It turned out that theirs would have to be the only payload, with no room for even an extra kilogram.

Still, having a plan helped. When they pitched to Isro’s commercial wing Antrix, it took them seriously because Indus had more than just an idea—Narayan had put together a team and could explain how they planned to go from point A to point B.

Having a plan—even though it was based on incomplete information—helped Indus take the first few steps with some degree of confidence that the goal is achievable. In the first year, they met partners, advisors, potential investors and mentors—and refined their plan.

Once external validation came with the Milestone Prize for the landing system, there have been more people wanting to work with them and donate funds. (It’s giving finishing touches to a crowd-funding plan now.)

The big picture can be intimidating. When you are aiming for the moon, it’s easy to be overwhelmed by the enormity of the goal and the complexity of the tasks.

“The big picture helps in getting the vision right. After that, it’s about breaking down the problem into manageable bits, and getting them done," says Narayan.

Recorded information:

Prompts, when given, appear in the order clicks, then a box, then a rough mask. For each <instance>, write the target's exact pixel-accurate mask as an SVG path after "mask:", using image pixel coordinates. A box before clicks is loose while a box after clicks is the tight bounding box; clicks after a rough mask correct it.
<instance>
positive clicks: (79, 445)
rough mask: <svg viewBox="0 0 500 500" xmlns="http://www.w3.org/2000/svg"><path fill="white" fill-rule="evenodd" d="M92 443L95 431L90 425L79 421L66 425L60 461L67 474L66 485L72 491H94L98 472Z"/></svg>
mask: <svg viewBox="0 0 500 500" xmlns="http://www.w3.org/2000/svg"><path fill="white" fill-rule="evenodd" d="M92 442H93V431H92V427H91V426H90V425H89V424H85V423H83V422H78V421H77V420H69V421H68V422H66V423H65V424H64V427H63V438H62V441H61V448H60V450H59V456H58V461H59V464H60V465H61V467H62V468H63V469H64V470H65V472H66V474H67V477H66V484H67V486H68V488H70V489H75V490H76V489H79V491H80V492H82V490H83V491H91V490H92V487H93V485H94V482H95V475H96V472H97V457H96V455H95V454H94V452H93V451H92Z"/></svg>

Problem requirements: Repeat verbatim the portion of the passage about the Indus moon mission that lies between "Having a plan—even" and "of the tasks.", inclusive. The records play no part in the work required here.

Written response:
Having a plan—even though it was based on incomplete information—helped Indus take the first few steps with some degree of confidence that the goal is achievable. In the first year, they met partners, advisors, potential investors and mentors—and refined their plan.

Once external validation came with the Milestone Prize for the landing system, there have been more people wanting to work with them and donate funds. (It’s giving finishing touches to a crowd-funding plan now.)

The big picture can be intimidating. When you are aiming for the moon, it’s easy to be overwhelmed by the enormity of the goal and the complexity of the tasks.